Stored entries
____
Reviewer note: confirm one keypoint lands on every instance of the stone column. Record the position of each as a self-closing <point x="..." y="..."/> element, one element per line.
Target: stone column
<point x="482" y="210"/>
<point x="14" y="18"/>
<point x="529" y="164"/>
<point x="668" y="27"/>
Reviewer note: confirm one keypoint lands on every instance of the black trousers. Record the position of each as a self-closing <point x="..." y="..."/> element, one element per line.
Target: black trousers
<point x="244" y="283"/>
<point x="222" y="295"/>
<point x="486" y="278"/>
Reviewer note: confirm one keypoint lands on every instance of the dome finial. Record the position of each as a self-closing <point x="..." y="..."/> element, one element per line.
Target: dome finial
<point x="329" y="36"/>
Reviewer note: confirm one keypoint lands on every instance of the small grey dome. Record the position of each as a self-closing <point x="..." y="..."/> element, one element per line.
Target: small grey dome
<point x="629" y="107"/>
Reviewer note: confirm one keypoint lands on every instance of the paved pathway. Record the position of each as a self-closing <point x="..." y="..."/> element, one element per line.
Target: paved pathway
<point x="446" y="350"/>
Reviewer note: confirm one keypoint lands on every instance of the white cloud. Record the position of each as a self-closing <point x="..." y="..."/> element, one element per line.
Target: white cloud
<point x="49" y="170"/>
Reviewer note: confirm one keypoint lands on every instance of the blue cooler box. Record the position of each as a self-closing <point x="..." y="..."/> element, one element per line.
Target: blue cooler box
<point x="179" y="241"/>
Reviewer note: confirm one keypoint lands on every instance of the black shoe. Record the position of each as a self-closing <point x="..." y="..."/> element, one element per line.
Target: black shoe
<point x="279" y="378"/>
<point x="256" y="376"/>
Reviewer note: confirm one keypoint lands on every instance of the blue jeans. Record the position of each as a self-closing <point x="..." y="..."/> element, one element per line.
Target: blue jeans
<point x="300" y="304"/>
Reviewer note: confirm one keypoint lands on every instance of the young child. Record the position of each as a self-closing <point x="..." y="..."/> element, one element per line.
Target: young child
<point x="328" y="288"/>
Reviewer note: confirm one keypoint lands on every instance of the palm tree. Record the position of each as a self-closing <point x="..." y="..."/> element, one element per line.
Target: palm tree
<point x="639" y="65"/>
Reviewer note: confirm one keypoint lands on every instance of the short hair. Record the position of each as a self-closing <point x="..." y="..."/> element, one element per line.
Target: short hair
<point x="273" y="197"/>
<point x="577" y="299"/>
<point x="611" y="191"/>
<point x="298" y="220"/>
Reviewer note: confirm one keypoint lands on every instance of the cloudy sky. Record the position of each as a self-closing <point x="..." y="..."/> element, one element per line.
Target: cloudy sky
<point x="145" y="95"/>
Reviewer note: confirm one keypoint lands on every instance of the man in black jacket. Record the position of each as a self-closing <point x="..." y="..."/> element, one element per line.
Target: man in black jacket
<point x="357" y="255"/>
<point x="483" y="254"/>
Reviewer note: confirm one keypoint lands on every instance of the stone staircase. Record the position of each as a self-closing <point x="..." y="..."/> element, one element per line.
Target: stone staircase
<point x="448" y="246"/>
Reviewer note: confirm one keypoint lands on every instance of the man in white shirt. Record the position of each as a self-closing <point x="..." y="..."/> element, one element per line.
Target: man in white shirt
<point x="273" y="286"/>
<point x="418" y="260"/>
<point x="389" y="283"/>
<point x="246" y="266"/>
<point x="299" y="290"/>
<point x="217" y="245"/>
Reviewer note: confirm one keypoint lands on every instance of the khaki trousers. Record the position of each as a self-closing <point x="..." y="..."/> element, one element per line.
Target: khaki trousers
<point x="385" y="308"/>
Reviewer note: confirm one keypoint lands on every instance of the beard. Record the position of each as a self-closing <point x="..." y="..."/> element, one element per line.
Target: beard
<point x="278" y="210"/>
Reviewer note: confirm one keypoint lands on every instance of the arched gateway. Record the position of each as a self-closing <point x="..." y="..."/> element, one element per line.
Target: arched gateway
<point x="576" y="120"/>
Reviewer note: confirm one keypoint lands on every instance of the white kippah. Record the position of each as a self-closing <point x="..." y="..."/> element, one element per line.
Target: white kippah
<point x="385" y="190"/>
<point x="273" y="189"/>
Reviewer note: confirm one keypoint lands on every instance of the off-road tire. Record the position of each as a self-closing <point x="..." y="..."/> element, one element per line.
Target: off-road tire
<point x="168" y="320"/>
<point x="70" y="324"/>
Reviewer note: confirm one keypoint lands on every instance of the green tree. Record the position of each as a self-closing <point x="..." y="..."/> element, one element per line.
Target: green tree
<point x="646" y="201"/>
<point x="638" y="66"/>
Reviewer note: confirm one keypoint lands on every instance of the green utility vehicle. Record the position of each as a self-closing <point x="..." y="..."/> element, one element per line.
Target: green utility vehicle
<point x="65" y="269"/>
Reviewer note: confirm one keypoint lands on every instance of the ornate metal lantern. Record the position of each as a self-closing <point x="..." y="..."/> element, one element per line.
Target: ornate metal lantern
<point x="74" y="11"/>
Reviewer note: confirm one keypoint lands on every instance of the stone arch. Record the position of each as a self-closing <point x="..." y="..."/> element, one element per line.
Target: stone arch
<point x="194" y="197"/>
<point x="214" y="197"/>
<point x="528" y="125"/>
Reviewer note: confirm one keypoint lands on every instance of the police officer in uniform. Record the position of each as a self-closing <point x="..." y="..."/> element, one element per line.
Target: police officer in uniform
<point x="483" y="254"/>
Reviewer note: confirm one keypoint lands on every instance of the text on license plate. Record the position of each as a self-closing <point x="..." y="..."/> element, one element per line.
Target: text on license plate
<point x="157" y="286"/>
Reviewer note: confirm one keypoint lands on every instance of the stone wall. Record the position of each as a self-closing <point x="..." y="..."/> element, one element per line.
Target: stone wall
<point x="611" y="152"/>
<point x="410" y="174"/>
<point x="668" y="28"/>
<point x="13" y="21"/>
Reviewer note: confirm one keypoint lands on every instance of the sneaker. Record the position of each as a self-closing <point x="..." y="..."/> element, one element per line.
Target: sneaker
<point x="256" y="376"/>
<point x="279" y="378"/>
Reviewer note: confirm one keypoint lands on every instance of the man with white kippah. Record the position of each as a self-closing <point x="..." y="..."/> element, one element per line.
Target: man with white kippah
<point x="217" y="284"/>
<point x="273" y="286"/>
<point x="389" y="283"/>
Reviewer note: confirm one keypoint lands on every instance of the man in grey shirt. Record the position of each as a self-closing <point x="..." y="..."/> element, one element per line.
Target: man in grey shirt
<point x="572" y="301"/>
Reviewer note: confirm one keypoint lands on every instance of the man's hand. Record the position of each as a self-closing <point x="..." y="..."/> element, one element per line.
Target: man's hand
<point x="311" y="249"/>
____
=== Task to carry out ===
Put every line of the data above into a Markdown table with the columns Row and Line, numbering each row and omitting blank lines.

=== Final result ===
| Row | Line |
|---|---|
| 1 | Reviewer note: confirm one keypoint lands on every instance of the stone column. Record the position of each as a self-closing <point x="..." y="..."/> element, one element per line. |
| 2 | Target: stone column |
| 3 | <point x="482" y="210"/> |
| 4 | <point x="14" y="18"/> |
| 5 | <point x="529" y="164"/> |
| 6 | <point x="668" y="27"/> |
| 7 | Reviewer note: confirm one keypoint lands on every instance of the black trousers. Record the position of each as a self-closing <point x="..." y="..."/> element, one element per line. |
| 8 | Target: black trousers |
| 9 | <point x="244" y="283"/> |
| 10 | <point x="222" y="295"/> |
| 11 | <point x="486" y="278"/> |
| 12 | Reviewer note: confirm one keypoint lands on every instance of the dome finial. Record the position of each as a self-closing <point x="..." y="..."/> element, one element per line. |
| 13 | Target: dome finial |
| 14 | <point x="329" y="36"/> |
| 15 | Reviewer note: confirm one keypoint lands on every instance of the small grey dome. Record the position of each as a self-closing <point x="..." y="..."/> element, one element per line. |
| 16 | Target: small grey dome |
| 17 | <point x="629" y="107"/> |
| 18 | Reviewer note: confirm one keypoint lands on every instance of the paved pathway. Record the position of each as a self-closing <point x="..." y="..."/> element, one element per line. |
| 19 | Target: paved pathway |
| 20 | <point x="446" y="350"/> |
| 21 | Reviewer note: confirm one keypoint lands on every instance of the white cloud. Record the position of each as a self-closing <point x="..." y="..."/> element, one element per line. |
| 22 | Target: white cloud |
| 23 | <point x="49" y="170"/> |
| 24 | Reviewer note: confirm one keypoint lands on every instance of the blue cooler box. Record the position of each as a self-closing <point x="..." y="..."/> element, one element per line. |
| 25 | Target: blue cooler box |
| 26 | <point x="179" y="241"/> |
| 27 | Reviewer note: confirm one keypoint lands on every instance of the black shoe. Record the position of each as a self-closing <point x="..." y="..."/> element, one element per line. |
| 28 | Target: black shoe |
| 29 | <point x="279" y="378"/> |
| 30 | <point x="256" y="376"/> |
| 31 | Reviewer note: confirm one keypoint lands on every instance of the blue jeans. Record the position of each as a self-closing <point x="..." y="..."/> element, one element per line. |
| 32 | Target: blue jeans |
| 33 | <point x="300" y="304"/> |
| 34 | Reviewer note: confirm one keypoint lands on every instance of the young child. Record the position of each as a self-closing <point x="..." y="..."/> element, one element per line. |
| 35 | Target: young child |
| 36 | <point x="328" y="288"/> |
| 37 | Reviewer note: confirm one keypoint lands on every instance of the palm tree. Record the position of each as a self-closing <point x="..." y="..."/> element, one element per line. |
| 38 | Target: palm tree |
| 39 | <point x="639" y="65"/> |
| 40 | Reviewer note: confirm one keypoint lands on every instance of the short hair. Record the position of each as a self-closing <point x="..." y="..."/> element, one element per line. |
| 41 | Target: short hair |
| 42 | <point x="273" y="197"/> |
| 43 | <point x="577" y="299"/> |
| 44 | <point x="611" y="191"/> |
| 45 | <point x="298" y="220"/> |
| 46 | Reviewer note: confirm one keypoint lands on every instance of the cloudy sky. Record the position of each as a self-closing <point x="..." y="..."/> element, one element per line. |
| 47 | Target: cloudy sky |
| 48 | <point x="145" y="95"/> |
| 49 | Reviewer note: confirm one keypoint lands on every instance of the man in black jacket. Record the position of each as a self-closing <point x="..." y="..."/> element, one element per line. |
| 50 | Target: man in black jacket |
| 51 | <point x="357" y="255"/> |
| 52 | <point x="483" y="254"/> |
| 53 | Reviewer note: confirm one keypoint lands on every instance of the stone staircase. Record the position of each as a self-closing <point x="..." y="..."/> element, one element per line. |
| 54 | Target: stone staircase |
| 55 | <point x="448" y="246"/> |
| 56 | Reviewer note: confirm one keypoint lands on every instance of the man in white shirt. Record the position of each as a self-closing <point x="..." y="..."/> element, one element per line. |
| 57 | Target: man in white shirt |
| 58 | <point x="273" y="286"/> |
| 59 | <point x="418" y="260"/> |
| 60 | <point x="389" y="283"/> |
| 61 | <point x="246" y="266"/> |
| 62 | <point x="299" y="290"/> |
| 63 | <point x="217" y="245"/> |
| 64 | Reviewer note: confirm one keypoint lands on every instance of the khaki trousers. Record the position of each as a self-closing <point x="..." y="..."/> element, one element per line. |
| 65 | Target: khaki trousers |
| 66 | <point x="385" y="308"/> |
| 67 | Reviewer note: confirm one keypoint lands on every instance of the beard. Record the position of each as a self-closing <point x="..." y="..."/> element, one element per line. |
| 68 | Target: beard |
| 69 | <point x="278" y="210"/> |
| 70 | Reviewer note: confirm one keypoint lands on every instance of the arched gateway. Record the position of each as a self-closing <point x="..." y="..."/> element, one element per line. |
| 71 | Target: arched gateway |
| 72 | <point x="576" y="120"/> |
| 73 | Reviewer note: confirm one keypoint lands on every instance of the white kippah. Record the position of each as a self-closing <point x="..." y="..."/> element, one element per line. |
| 74 | Target: white kippah |
| 75 | <point x="385" y="190"/> |
| 76 | <point x="273" y="189"/> |
| 77 | Reviewer note: confirm one keypoint lands on every instance of the off-road tire. Record the position of each as a self-closing <point x="..." y="..."/> element, one element per line. |
| 78 | Target: off-road tire |
| 79 | <point x="168" y="320"/> |
| 80 | <point x="70" y="324"/> |
| 81 | Reviewer note: confirm one keypoint lands on every instance of the green tree. Record the position of each as a self-closing <point x="..." y="..."/> element, one element per line. |
| 82 | Target: green tree |
| 83 | <point x="646" y="201"/> |
| 84 | <point x="638" y="66"/> |
| 85 | Reviewer note: confirm one keypoint lands on every instance of the green utility vehicle. Record the position of each as a self-closing <point x="..." y="..."/> element, one element per line. |
| 86 | Target: green utility vehicle |
| 87 | <point x="65" y="269"/> |
| 88 | Reviewer note: confirm one keypoint lands on every instance of the ornate metal lantern. Record the position of each as a self-closing <point x="..." y="..."/> element, one element per line. |
| 89 | Target: ornate metal lantern |
| 90 | <point x="74" y="11"/> |
| 91 | Reviewer note: confirm one keypoint lands on every instance of the stone arch. Record the position of each as a self-closing <point x="..." y="..."/> element, one element per line. |
| 92 | Target: stone arch |
| 93 | <point x="194" y="197"/> |
| 94 | <point x="214" y="197"/> |
| 95 | <point x="528" y="125"/> |
| 96 | Reviewer note: confirm one keypoint lands on every instance of the police officer in uniform. Record the position of each as a self-closing <point x="..." y="..."/> element, one element per line. |
| 97 | Target: police officer in uniform |
| 98 | <point x="483" y="254"/> |
| 99 | Reviewer note: confirm one keypoint lands on every instance of the text on license plate. Record the position of each as a self-closing <point x="..." y="..."/> element, one element per line. |
| 100 | Target: text on license plate |
| 101 | <point x="157" y="286"/> |
| 102 | Reviewer note: confirm one keypoint lands on every instance of the stone wall. Record the position of each as a self-closing <point x="..." y="..."/> element, one element per line. |
| 103 | Target: stone wall |
| 104 | <point x="611" y="152"/> |
| 105 | <point x="410" y="174"/> |
| 106 | <point x="668" y="28"/> |
| 107 | <point x="13" y="21"/> |
| 108 | Reviewer note: confirm one keypoint lands on every instance of the sneaker. Record the position of each as a self-closing <point x="..." y="..."/> element, one element per line. |
| 109 | Target: sneaker |
| 110 | <point x="256" y="376"/> |
| 111 | <point x="279" y="378"/> |
| 112 | Reviewer note: confirm one keypoint lands on every instance of the man with white kippah. Record the position of each as a self-closing <point x="..." y="..."/> element, one element per line. |
| 113 | Target: man with white kippah |
| 114 | <point x="217" y="284"/> |
| 115 | <point x="273" y="286"/> |
| 116 | <point x="389" y="283"/> |
| 117 | Reviewer note: confirm one keypoint lands on every instance of the man in grey shirt. Record the position of each as a self-closing <point x="..." y="..."/> element, one element per line. |
| 118 | Target: man in grey shirt |
| 119 | <point x="572" y="301"/> |
| 120 | Reviewer note: confirm one keypoint lands on every instance of the man's hand. Record the position of each as a self-closing <point x="..." y="..."/> element, one element per line. |
| 121 | Target: man's hand |
| 122 | <point x="311" y="249"/> |